SUPPLIED RECORDS:

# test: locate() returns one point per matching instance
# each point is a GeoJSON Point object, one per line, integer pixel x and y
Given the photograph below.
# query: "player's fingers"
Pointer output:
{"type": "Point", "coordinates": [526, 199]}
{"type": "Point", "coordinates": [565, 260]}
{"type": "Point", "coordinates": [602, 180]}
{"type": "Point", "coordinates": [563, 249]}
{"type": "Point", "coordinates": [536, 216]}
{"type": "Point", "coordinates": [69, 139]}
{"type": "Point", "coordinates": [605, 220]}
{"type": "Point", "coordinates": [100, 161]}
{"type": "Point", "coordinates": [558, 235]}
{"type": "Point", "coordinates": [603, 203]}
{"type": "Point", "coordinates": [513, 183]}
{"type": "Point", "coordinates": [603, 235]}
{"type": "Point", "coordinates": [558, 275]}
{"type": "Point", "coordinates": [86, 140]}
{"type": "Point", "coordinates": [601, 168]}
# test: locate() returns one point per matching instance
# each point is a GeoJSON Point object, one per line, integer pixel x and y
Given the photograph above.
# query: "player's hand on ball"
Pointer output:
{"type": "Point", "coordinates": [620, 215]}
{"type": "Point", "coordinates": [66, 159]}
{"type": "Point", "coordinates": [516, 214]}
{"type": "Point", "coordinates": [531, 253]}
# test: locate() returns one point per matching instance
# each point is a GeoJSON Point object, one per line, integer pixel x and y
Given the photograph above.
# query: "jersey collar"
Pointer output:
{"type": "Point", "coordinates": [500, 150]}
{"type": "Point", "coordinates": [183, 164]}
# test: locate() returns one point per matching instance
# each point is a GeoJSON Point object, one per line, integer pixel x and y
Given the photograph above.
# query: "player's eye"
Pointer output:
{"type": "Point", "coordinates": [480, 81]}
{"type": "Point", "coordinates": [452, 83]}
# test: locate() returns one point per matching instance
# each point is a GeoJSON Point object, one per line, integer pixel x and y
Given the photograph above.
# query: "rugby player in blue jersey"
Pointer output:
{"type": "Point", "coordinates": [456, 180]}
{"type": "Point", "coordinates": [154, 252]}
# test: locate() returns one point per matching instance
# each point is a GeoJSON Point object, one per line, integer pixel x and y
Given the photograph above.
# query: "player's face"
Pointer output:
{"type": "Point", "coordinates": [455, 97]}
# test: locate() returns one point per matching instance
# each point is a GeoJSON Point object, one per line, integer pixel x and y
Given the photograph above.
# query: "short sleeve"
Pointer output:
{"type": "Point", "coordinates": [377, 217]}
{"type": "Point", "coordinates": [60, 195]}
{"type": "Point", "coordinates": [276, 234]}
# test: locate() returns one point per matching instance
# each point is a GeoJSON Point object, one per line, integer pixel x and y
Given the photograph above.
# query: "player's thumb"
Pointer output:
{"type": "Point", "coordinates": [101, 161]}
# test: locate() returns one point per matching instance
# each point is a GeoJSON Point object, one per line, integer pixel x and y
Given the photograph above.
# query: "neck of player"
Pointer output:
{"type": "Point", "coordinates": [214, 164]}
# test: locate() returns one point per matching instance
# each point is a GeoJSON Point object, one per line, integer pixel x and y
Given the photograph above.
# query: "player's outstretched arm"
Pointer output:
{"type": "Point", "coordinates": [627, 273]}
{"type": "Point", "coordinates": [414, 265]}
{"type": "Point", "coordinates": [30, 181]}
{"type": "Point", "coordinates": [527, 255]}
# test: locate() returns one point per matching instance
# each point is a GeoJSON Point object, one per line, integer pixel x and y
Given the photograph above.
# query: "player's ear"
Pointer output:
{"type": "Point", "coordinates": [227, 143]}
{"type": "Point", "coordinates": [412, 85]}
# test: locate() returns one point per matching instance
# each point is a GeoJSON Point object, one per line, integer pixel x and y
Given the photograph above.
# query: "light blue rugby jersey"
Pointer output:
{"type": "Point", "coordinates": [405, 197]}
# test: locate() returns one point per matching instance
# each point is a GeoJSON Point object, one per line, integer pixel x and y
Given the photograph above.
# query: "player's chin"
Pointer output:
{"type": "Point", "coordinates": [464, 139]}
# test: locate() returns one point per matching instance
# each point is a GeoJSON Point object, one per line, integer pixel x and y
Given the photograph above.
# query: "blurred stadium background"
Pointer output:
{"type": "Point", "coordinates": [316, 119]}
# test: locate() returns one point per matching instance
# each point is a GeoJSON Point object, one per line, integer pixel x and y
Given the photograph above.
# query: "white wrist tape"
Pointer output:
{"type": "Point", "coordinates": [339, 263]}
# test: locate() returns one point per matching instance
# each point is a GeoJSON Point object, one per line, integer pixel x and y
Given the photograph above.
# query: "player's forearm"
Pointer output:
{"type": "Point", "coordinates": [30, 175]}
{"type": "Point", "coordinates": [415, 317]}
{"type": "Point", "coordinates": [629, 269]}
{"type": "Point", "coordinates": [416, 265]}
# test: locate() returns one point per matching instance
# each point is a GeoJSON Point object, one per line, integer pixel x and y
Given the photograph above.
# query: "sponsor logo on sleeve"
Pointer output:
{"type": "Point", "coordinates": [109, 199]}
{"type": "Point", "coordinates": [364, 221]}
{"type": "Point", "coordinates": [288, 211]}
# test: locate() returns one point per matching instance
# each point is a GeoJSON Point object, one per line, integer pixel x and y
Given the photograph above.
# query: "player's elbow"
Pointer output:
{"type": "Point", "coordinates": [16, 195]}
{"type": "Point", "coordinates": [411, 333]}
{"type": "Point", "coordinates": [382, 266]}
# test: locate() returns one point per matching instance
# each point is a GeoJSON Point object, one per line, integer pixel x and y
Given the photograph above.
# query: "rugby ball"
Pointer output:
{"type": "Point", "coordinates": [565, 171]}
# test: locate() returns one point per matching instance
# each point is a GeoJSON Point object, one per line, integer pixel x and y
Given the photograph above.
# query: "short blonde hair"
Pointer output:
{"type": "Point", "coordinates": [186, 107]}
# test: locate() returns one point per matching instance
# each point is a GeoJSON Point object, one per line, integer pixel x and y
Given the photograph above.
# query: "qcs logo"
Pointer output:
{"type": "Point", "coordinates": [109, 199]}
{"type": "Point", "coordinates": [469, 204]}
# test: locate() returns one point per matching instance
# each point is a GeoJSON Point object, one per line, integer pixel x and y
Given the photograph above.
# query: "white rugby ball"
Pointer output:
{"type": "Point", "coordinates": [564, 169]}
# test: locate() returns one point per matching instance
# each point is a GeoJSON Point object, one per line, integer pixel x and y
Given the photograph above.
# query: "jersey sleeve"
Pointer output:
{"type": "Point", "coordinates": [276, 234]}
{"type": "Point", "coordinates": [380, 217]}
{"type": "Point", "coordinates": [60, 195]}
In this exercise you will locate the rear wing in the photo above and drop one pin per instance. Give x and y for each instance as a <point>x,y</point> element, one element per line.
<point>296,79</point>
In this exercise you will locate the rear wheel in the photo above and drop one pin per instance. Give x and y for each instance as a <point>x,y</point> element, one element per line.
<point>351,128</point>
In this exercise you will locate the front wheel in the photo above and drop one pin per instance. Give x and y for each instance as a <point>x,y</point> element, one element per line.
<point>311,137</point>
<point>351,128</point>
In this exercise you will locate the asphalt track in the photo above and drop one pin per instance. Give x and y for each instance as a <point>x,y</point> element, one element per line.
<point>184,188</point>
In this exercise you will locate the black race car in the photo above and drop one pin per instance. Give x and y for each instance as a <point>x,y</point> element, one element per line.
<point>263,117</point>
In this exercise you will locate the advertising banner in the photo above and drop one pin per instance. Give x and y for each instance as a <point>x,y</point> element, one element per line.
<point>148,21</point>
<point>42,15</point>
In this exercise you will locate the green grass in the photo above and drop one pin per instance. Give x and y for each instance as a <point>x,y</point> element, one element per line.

DESCRIPTION OF THE TASK:
Return the full material exactly.

EXERCISE RESPONSE:
# test: locate() returns one point per matching instance
# each point is a GeoJSON Point object, one per line, integer pixel x and y
Given the photograph below.
# query: "player's fingers"
Pointer output:
{"type": "Point", "coordinates": [526, 199]}
{"type": "Point", "coordinates": [565, 260]}
{"type": "Point", "coordinates": [602, 180]}
{"type": "Point", "coordinates": [563, 249]}
{"type": "Point", "coordinates": [536, 216]}
{"type": "Point", "coordinates": [69, 139]}
{"type": "Point", "coordinates": [605, 220]}
{"type": "Point", "coordinates": [100, 161]}
{"type": "Point", "coordinates": [558, 235]}
{"type": "Point", "coordinates": [603, 203]}
{"type": "Point", "coordinates": [513, 183]}
{"type": "Point", "coordinates": [603, 235]}
{"type": "Point", "coordinates": [558, 275]}
{"type": "Point", "coordinates": [86, 140]}
{"type": "Point", "coordinates": [601, 168]}
# test: locate() returns one point per matching instance
# each point is a GeoJSON Point object, one per line, integer pixel x and y
Given the photograph above.
# query: "player's hand on ball"
Pointer output:
{"type": "Point", "coordinates": [620, 215]}
{"type": "Point", "coordinates": [66, 159]}
{"type": "Point", "coordinates": [516, 214]}
{"type": "Point", "coordinates": [531, 253]}
# test: locate() returns one point per matching instance
# each point is a GeoJSON Point object, one per line, integer pixel x and y
Given the photograph above.
# query: "jersey collar"
Pointer output:
{"type": "Point", "coordinates": [500, 150]}
{"type": "Point", "coordinates": [183, 164]}
# test: locate() returns one point per matching instance
# each point is a GeoJSON Point object, one per line, integer pixel x and y
Given the photograph above.
# query: "player's eye"
Pointer output:
{"type": "Point", "coordinates": [480, 81]}
{"type": "Point", "coordinates": [452, 83]}
# test: locate() returns one point per matching instance
# each point is a GeoJSON Point object, one per line, integer pixel x and y
Given the photograph above.
# query: "rugby player in blue jersey"
Pointer output:
{"type": "Point", "coordinates": [456, 180]}
{"type": "Point", "coordinates": [154, 252]}
# test: locate() returns one point per matching instance
# each point is a GeoJSON Point object, one per line, integer pixel x and y
Given the photograph above.
# query: "player's face"
Pointer output:
{"type": "Point", "coordinates": [455, 97]}
# test: locate() returns one point per matching instance
# each point is a GeoJSON Point object, one per line, integer pixel x and y
Given the photograph above.
# query: "short sleeve"
Pointer output:
{"type": "Point", "coordinates": [377, 217]}
{"type": "Point", "coordinates": [60, 195]}
{"type": "Point", "coordinates": [276, 234]}
# test: locate() returns one point per matching instance
# each point is a GeoJSON Point object, one per line, integer pixel x and y
Given the photograph above.
# query: "player's thumb"
Pointer output:
{"type": "Point", "coordinates": [101, 161]}
# test: locate() returns one point per matching instance
# each point is a GeoJSON Point object, one per line, integer pixel x and y
Given the photograph above.
# query: "neck of player"
Pointer output:
{"type": "Point", "coordinates": [214, 164]}
# test: locate() returns one point per matching instance
# each point is a GeoJSON Point object, one per line, integer pixel x and y
Given the photograph above.
# query: "player's outstretched arm"
Pointer output:
{"type": "Point", "coordinates": [627, 273]}
{"type": "Point", "coordinates": [414, 265]}
{"type": "Point", "coordinates": [30, 181]}
{"type": "Point", "coordinates": [527, 255]}
# test: locate() returns one point per matching instance
# each point is a GeoJSON Point object, one per line, integer pixel x and y
Given the photograph above.
# query: "player's ear"
Pointer output:
{"type": "Point", "coordinates": [227, 143]}
{"type": "Point", "coordinates": [412, 85]}
# test: locate() returns one point per matching instance
# each point is a GeoJSON Point object, one per line, integer pixel x and y
Given the photograph above.
# query: "light blue rugby jersey"
Pointer output:
{"type": "Point", "coordinates": [405, 197]}
# test: locate() returns one point per matching instance
# each point is a GeoJSON Point object, one per line, integer pixel x and y
Given the photograph above.
# query: "player's chin"
Pointer output:
{"type": "Point", "coordinates": [464, 139]}
# test: locate() returns one point per matching instance
# each point is a GeoJSON Point object, one per line, integer pixel x and y
Given the photograph above.
# query: "blurred stadium background"
Pointer output:
{"type": "Point", "coordinates": [316, 119]}
# test: locate() returns one point per matching instance
# each point is a GeoJSON Point object, one per line, integer pixel x and y
Given the photograph above.
# query: "white wrist tape"
Pointer output:
{"type": "Point", "coordinates": [339, 263]}
# test: locate() returns one point per matching instance
# each point is a GeoJSON Point object, one per line, integer pixel x and y
Given the photograph above.
# query: "player's forearm"
Pointer output:
{"type": "Point", "coordinates": [30, 175]}
{"type": "Point", "coordinates": [415, 317]}
{"type": "Point", "coordinates": [629, 269]}
{"type": "Point", "coordinates": [416, 265]}
# test: locate() returns one point per matching instance
# each point is a GeoJSON Point object, one per line, integer pixel x and y
Given the photograph above.
# query: "sponsor logo on sleeve"
Pointer output:
{"type": "Point", "coordinates": [109, 199]}
{"type": "Point", "coordinates": [364, 221]}
{"type": "Point", "coordinates": [288, 211]}
# test: locate() returns one point per matching instance
# each point is a GeoJSON Point object, one per line, integer pixel x and y
Given the photograph above.
# query: "player's elbow"
Pointer output:
{"type": "Point", "coordinates": [16, 195]}
{"type": "Point", "coordinates": [411, 333]}
{"type": "Point", "coordinates": [382, 266]}
# test: locate() returns one point per matching instance
# each point is a GeoJSON Point object, one per line, integer pixel x and y
Given the photograph above.
# query: "rugby ball"
Pointer output:
{"type": "Point", "coordinates": [565, 171]}
# test: locate() returns one point per matching instance
# each point is a GeoJSON Point object, one per line, integer pixel x and y
Given the photograph above.
# query: "short blonde hair"
Pointer output:
{"type": "Point", "coordinates": [186, 107]}
# test: locate() returns one point per matching instance
# each point is a GeoJSON Point object, one per line, integer pixel x and y
Given the photograph above.
# query: "qcs logo"
Pointer output:
{"type": "Point", "coordinates": [109, 199]}
{"type": "Point", "coordinates": [469, 204]}
# test: locate() returns one point per matching instance
# each point is a GeoJSON Point object, one per line, integer pixel x and y
Given the photograph above.
# query: "white rugby ball"
Pointer output:
{"type": "Point", "coordinates": [564, 169]}
# test: locate() returns one point per matching instance
# each point is a GeoJSON Point object, one per line, integer pixel x and y
Given the photograph above.
# query: "jersey sleeve"
Pointer output:
{"type": "Point", "coordinates": [276, 234]}
{"type": "Point", "coordinates": [380, 217]}
{"type": "Point", "coordinates": [60, 195]}
In this exercise you will locate the rear wing in the photo above and drop one pin per instance. Give x and y for each instance as a <point>x,y</point> element, one element per line.
<point>296,79</point>
In this exercise you will locate the rear wheel in the photo above and drop one pin per instance. Give x and y for each instance as a <point>x,y</point> element, one element per line.
<point>351,128</point>
In this exercise you will locate the front wheel in the photo above and drop one pin per instance. Give x and y for each instance as a <point>x,y</point> element, one element per line.
<point>311,137</point>
<point>351,128</point>
In this exercise you will locate the asphalt track in the photo above and drop one pin per instance. Give x and y for each instance as a <point>x,y</point> element, one element per line.
<point>184,188</point>
In this exercise you will locate the black race car in the photo above and drop one pin per instance. Give x and y for each instance as a <point>x,y</point> element, one element per line.
<point>263,117</point>
In this exercise you will locate the advertising banner in the photo above and drop one pin per instance. Give x and y for each instance as a <point>x,y</point> element, one element per line.
<point>148,21</point>
<point>42,15</point>
In this exercise you will locate the green grass in the photo above and drop one pin per instance. Give x and y for each instance as a <point>x,y</point> element, one element per line.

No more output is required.